◆ **Task description**
Set out the rows below as a Markdown table with the columns "Number" and "Text", numbering the rows in order and skipping any blank lines.

[start of Records for processing]

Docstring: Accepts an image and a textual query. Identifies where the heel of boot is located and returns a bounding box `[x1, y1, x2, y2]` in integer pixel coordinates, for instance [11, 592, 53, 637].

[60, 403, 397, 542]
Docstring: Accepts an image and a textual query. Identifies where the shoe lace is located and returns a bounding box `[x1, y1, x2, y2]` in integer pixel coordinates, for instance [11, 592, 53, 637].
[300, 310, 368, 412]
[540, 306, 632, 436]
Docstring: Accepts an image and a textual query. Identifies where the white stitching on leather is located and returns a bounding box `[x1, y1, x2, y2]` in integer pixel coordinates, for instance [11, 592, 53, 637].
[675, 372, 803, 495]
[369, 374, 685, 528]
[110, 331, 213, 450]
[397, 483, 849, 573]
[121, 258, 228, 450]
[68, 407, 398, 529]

[end of Records for processing]

◆ **Result of the task**
| Number | Text |
|---|---|
| 1 | Docstring: Accepts an image and a textual query. Identifies where the heel of boot is located and returns a bounding box `[x1, y1, x2, y2]` in integer pixel coordinates, for instance [11, 592, 53, 637]. |
| 2 | [60, 403, 397, 542] |
| 3 | Docstring: Accepts an image and a textual query. Identifies where the shoe lace is located and returns a bounding box `[x1, y1, x2, y2]` in integer pixel coordinates, for instance [11, 592, 53, 637]. |
| 4 | [300, 310, 368, 412] |
| 5 | [540, 306, 632, 436] |
| 6 | Docstring: Accepts an image and a textual query. Identifies where the white stitching on leather is located and returns a bounding box `[x1, y1, x2, y2]` in integer pixel coordinates, for instance [11, 592, 53, 637]. |
| 7 | [675, 372, 803, 495] |
| 8 | [369, 374, 685, 528] |
| 9 | [110, 331, 213, 450] |
| 10 | [397, 483, 849, 573] |
| 11 | [121, 258, 228, 450] |
| 12 | [68, 407, 398, 529] |